Stated problem: Please return every line of the listing that contains the string "path".

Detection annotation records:
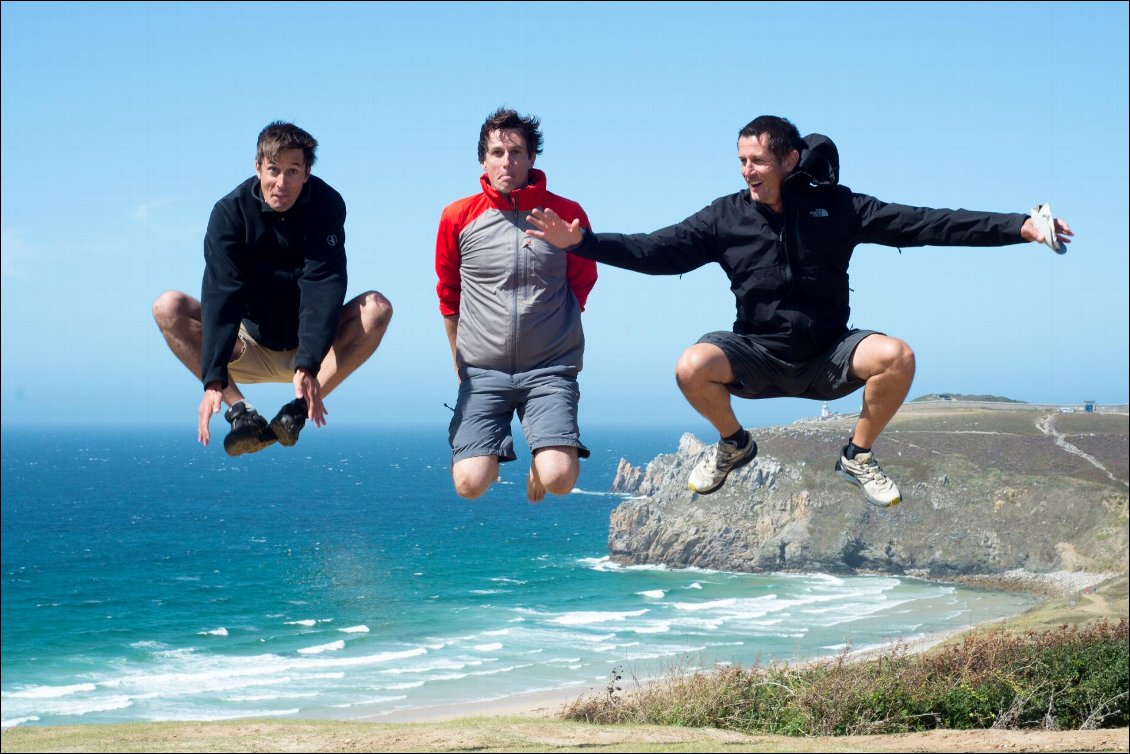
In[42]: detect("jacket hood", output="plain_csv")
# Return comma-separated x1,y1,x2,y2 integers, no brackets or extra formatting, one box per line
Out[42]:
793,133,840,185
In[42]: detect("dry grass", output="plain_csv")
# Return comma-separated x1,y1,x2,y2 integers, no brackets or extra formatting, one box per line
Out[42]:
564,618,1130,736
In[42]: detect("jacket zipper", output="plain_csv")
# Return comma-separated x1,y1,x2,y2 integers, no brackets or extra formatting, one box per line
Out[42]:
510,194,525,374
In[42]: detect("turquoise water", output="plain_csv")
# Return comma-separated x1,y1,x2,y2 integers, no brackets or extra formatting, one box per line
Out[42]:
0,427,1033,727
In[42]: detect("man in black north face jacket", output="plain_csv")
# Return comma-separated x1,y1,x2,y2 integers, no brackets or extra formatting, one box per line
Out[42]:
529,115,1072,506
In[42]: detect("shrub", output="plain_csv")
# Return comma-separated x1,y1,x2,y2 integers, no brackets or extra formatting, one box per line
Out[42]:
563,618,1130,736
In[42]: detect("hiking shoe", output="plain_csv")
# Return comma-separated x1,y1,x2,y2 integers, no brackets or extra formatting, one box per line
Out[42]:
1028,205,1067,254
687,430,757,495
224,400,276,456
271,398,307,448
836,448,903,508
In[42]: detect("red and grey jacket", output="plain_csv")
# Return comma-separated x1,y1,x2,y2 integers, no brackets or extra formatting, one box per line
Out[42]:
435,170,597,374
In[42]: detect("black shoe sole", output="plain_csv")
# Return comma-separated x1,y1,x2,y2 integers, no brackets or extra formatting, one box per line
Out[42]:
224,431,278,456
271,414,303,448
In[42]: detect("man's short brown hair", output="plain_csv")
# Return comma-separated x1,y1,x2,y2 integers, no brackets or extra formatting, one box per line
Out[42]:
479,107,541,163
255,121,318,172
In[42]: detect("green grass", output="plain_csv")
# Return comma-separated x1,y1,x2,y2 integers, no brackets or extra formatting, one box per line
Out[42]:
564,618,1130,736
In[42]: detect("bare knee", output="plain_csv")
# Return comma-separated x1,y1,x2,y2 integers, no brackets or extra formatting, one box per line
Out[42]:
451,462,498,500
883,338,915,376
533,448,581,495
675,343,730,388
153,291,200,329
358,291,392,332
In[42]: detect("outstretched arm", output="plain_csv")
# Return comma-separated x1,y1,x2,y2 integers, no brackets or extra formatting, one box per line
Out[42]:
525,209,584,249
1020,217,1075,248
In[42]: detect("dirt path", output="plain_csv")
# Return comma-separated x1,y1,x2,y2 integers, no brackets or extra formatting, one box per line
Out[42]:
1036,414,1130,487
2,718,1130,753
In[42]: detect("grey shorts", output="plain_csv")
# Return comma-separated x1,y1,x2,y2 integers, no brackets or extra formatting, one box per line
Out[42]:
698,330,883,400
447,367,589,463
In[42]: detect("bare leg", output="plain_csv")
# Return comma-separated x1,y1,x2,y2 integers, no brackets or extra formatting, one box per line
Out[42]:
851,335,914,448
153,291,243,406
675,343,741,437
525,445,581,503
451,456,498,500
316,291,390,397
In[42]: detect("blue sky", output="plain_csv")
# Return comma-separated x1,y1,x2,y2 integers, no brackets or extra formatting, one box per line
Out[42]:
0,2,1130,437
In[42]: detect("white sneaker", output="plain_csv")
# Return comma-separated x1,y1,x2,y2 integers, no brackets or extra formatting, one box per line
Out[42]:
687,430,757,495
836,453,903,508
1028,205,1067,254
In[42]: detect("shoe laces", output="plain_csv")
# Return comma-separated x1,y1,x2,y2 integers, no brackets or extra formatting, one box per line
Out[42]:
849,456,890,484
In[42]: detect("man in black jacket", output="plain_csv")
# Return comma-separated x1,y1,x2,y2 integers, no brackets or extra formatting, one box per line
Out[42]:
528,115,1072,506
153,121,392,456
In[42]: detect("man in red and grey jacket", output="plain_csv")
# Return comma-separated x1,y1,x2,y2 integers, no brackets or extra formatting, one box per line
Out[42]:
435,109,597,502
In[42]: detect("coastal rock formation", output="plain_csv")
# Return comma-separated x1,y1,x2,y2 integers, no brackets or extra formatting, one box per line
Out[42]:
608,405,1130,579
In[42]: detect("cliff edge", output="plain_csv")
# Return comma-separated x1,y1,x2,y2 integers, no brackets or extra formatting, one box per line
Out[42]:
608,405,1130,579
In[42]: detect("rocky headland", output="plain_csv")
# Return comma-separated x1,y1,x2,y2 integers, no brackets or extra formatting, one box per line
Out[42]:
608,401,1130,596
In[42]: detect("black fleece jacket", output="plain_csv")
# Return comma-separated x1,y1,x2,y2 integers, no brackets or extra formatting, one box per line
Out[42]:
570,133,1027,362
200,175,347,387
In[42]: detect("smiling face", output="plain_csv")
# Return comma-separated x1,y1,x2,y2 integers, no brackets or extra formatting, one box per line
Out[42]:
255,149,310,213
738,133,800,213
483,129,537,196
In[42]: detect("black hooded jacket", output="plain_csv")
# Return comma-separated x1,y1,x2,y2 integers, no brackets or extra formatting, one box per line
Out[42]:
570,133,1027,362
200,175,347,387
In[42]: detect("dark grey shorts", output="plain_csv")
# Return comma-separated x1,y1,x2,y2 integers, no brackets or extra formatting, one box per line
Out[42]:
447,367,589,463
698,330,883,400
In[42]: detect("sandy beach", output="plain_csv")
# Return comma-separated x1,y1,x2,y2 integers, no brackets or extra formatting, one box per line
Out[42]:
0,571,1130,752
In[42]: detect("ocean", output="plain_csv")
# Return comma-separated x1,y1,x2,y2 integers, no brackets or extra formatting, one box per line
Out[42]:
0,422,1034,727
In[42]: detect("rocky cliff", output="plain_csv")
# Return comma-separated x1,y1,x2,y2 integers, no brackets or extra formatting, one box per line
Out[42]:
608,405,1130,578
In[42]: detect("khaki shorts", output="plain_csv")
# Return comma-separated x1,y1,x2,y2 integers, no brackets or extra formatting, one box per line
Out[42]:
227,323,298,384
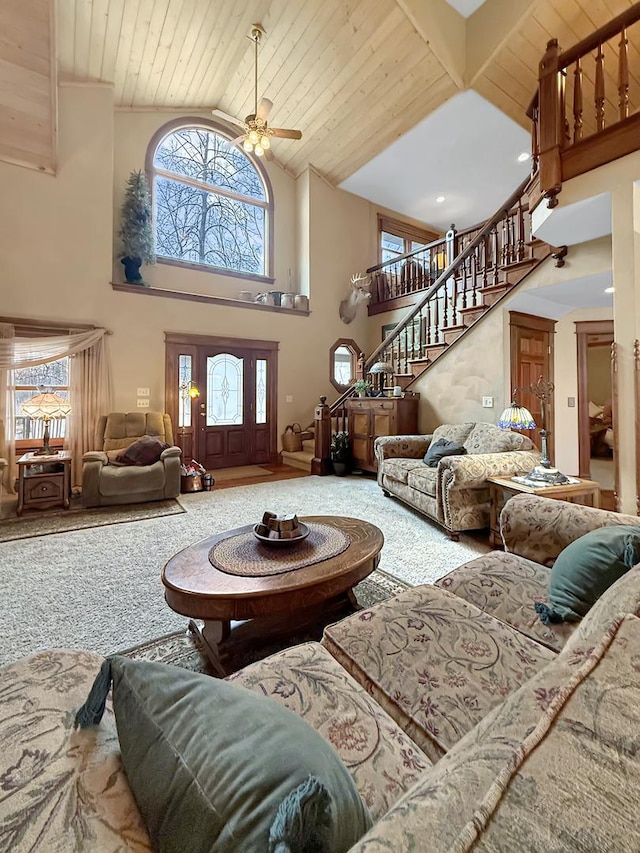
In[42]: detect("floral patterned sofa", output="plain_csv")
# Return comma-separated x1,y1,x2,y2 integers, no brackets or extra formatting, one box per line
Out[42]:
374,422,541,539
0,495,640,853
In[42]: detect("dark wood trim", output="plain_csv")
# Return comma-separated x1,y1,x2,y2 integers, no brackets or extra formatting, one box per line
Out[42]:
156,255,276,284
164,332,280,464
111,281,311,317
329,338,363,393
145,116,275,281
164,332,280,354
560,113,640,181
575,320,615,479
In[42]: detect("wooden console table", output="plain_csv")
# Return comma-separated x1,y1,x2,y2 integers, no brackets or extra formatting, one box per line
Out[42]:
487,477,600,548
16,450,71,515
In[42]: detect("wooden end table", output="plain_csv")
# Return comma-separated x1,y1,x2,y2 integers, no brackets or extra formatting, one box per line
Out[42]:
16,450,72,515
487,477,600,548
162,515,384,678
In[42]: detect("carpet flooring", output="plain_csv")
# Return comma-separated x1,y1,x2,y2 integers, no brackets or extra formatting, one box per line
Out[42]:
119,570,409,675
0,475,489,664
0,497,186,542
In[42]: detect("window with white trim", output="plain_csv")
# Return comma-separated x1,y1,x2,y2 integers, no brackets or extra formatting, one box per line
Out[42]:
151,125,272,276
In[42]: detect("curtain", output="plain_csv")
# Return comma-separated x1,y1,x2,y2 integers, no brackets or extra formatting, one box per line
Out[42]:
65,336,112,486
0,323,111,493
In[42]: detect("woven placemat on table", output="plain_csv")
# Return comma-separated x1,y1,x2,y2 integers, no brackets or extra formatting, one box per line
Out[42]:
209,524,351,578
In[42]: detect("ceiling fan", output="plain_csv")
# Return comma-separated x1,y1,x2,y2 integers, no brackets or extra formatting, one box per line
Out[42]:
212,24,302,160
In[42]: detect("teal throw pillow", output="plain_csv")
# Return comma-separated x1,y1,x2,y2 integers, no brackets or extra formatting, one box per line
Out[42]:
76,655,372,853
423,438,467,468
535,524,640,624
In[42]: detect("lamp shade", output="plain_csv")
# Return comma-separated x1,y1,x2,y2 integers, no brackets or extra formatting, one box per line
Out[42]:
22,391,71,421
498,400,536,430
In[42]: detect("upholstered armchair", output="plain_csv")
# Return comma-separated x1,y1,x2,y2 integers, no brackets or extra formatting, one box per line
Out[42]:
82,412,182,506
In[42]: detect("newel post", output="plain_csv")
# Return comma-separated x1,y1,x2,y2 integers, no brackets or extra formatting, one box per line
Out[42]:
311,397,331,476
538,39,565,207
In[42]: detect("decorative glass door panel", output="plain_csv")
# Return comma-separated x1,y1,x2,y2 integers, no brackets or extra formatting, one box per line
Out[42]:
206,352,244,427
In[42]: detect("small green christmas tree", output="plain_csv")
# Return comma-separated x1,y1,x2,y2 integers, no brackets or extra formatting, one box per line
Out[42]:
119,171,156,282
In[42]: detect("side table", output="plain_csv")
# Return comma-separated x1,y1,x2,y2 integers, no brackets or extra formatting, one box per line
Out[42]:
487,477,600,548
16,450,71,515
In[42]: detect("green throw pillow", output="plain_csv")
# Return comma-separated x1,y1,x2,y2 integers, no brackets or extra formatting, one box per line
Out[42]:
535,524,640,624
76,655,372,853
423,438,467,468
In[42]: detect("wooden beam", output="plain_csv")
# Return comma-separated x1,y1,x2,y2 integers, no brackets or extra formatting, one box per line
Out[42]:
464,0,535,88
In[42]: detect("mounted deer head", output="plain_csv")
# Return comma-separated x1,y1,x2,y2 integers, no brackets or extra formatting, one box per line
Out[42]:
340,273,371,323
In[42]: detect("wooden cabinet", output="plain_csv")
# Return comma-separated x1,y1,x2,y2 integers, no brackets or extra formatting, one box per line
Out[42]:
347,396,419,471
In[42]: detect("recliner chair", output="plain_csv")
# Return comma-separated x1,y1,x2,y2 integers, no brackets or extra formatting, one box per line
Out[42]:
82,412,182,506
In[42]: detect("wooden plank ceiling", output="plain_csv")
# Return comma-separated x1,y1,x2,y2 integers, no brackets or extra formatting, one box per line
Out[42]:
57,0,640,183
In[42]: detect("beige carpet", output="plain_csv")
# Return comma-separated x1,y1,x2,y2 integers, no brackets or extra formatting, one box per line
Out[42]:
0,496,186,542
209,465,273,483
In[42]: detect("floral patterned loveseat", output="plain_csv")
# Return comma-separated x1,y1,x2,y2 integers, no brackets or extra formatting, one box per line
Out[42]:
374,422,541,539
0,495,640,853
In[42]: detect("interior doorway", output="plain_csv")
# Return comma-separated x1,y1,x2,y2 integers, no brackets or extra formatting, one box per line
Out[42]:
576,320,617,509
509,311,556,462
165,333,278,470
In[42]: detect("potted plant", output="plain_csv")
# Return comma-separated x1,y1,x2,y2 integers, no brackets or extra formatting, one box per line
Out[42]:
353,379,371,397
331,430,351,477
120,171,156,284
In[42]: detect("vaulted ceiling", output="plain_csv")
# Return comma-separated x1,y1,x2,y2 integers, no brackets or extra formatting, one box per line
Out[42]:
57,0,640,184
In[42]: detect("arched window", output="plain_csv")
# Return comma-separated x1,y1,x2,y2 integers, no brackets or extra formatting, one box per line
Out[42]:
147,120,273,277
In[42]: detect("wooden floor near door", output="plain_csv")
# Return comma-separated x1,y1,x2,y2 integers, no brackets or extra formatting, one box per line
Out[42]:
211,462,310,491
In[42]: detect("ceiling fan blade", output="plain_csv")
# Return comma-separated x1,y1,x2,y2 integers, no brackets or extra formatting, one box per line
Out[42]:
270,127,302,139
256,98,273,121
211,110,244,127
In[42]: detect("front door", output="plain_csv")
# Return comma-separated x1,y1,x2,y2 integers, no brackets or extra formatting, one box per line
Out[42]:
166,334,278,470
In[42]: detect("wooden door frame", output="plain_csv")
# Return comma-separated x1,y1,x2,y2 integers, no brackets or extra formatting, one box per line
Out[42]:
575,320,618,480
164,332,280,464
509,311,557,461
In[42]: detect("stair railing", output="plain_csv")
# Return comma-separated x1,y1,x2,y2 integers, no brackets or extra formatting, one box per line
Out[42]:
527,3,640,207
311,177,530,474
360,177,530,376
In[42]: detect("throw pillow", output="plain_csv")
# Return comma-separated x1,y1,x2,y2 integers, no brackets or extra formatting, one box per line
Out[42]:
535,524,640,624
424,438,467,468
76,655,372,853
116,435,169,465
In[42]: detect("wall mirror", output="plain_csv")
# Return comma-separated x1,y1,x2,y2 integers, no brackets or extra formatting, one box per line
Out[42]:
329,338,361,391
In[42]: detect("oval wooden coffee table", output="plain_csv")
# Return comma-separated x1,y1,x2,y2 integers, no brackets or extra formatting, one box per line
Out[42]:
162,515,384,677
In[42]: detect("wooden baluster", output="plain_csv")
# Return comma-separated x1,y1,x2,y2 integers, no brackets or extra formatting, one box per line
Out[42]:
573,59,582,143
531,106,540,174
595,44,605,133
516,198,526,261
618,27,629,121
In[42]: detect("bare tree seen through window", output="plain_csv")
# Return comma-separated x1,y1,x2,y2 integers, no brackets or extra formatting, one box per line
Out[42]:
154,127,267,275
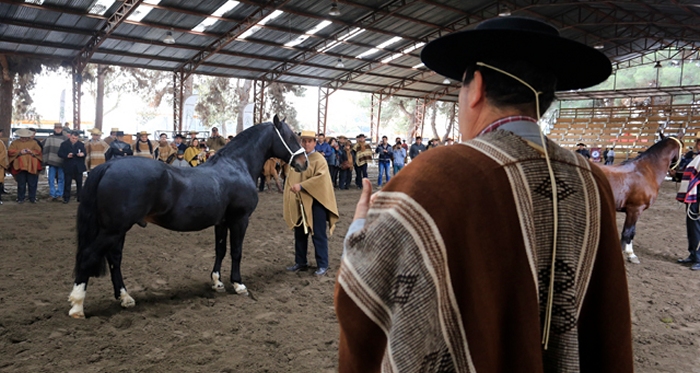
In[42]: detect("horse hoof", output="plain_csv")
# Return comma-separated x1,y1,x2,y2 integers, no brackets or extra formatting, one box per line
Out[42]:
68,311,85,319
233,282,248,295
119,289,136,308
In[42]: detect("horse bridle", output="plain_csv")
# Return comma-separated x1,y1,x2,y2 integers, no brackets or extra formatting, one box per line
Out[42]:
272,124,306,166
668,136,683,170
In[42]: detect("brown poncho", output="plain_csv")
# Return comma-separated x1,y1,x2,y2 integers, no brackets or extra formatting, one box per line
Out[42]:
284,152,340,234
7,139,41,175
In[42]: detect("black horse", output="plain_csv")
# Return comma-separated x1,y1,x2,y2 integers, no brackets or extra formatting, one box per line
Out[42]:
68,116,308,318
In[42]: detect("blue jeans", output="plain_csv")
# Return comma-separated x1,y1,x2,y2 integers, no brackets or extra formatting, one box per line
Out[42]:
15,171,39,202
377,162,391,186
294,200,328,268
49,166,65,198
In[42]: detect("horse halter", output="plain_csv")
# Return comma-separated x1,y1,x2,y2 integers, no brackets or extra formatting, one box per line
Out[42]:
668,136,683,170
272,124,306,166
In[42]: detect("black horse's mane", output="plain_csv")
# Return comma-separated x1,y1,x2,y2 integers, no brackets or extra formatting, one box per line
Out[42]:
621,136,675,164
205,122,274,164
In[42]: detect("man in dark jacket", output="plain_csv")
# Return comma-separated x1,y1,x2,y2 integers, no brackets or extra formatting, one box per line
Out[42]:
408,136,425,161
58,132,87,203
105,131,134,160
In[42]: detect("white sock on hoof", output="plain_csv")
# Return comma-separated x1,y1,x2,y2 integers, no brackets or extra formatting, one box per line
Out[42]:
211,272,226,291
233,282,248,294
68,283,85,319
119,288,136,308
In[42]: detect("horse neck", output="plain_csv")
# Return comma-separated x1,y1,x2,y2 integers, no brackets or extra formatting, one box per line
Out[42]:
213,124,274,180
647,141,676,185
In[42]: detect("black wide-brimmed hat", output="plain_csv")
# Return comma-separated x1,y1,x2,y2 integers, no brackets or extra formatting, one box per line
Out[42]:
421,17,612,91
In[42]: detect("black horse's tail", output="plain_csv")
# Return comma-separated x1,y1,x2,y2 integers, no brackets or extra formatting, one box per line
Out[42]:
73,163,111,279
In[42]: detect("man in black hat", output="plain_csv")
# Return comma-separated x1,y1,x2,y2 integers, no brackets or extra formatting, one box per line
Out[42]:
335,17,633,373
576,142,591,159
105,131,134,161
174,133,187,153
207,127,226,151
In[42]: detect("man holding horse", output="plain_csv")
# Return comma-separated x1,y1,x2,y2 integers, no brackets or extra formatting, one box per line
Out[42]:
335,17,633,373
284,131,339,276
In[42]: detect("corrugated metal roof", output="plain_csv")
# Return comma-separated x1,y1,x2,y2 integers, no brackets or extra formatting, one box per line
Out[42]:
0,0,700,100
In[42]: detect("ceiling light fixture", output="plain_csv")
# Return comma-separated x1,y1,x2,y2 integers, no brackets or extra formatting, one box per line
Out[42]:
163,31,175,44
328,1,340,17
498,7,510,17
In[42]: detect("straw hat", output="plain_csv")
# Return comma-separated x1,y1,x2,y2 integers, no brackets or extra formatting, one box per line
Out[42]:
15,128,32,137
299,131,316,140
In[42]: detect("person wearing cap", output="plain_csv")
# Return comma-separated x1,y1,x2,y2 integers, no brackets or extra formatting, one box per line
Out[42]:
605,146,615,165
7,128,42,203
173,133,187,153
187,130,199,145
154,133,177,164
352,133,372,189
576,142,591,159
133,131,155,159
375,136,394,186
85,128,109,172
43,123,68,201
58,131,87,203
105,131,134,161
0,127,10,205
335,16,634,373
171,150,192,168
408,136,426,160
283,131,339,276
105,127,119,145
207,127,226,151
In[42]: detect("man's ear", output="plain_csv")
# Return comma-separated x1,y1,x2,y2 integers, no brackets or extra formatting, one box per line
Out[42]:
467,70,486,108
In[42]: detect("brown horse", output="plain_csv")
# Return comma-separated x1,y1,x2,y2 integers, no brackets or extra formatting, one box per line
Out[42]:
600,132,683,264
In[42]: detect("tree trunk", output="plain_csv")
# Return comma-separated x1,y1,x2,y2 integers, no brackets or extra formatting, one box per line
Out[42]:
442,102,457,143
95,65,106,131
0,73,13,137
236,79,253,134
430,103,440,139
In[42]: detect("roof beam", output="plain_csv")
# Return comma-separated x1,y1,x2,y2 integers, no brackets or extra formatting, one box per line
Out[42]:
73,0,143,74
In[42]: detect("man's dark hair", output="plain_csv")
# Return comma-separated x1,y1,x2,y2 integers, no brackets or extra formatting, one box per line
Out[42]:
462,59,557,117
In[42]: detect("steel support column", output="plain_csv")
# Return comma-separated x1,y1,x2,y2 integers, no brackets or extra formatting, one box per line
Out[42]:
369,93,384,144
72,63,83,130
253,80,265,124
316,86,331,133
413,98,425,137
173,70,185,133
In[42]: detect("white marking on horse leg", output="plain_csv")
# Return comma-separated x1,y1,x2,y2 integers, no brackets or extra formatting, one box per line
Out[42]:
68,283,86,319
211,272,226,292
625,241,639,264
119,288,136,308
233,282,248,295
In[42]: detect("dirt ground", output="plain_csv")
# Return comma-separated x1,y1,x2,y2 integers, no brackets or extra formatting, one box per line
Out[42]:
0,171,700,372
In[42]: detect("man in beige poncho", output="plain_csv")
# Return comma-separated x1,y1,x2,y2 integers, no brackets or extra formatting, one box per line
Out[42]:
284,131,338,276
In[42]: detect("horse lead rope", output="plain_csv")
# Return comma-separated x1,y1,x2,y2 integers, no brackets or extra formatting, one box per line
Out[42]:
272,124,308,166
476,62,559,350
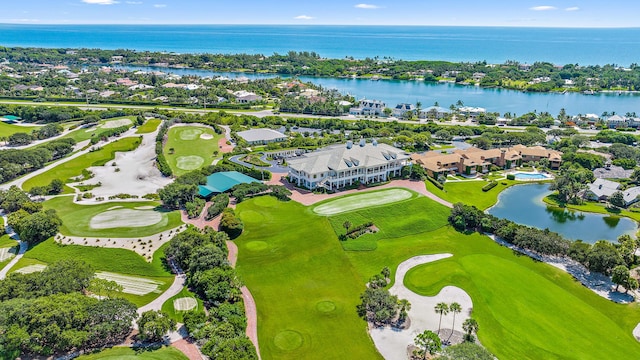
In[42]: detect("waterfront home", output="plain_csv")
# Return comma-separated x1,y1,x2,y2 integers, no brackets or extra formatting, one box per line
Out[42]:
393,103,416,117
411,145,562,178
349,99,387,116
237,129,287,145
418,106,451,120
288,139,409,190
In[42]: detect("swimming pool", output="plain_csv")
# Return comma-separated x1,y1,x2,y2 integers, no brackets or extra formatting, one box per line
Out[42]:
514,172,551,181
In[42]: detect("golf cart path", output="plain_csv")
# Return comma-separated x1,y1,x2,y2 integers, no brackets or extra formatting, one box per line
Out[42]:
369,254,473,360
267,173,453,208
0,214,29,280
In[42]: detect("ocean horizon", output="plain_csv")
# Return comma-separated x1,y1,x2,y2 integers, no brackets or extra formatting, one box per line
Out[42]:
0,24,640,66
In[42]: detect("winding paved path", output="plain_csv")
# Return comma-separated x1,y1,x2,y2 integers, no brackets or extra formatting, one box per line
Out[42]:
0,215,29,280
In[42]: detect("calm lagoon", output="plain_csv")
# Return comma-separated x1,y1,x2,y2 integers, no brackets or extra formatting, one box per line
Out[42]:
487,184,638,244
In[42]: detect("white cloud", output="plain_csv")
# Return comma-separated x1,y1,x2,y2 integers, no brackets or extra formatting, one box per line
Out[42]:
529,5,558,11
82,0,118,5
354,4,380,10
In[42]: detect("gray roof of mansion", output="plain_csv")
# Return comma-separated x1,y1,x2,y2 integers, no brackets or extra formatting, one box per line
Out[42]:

Output for this exercise:
In[42]: detect("dirt path", output="plain_csv")
In[42]: detect("golf cart path", output="plain_csv")
In[42]: detect("winding paved path", output="plain_csv")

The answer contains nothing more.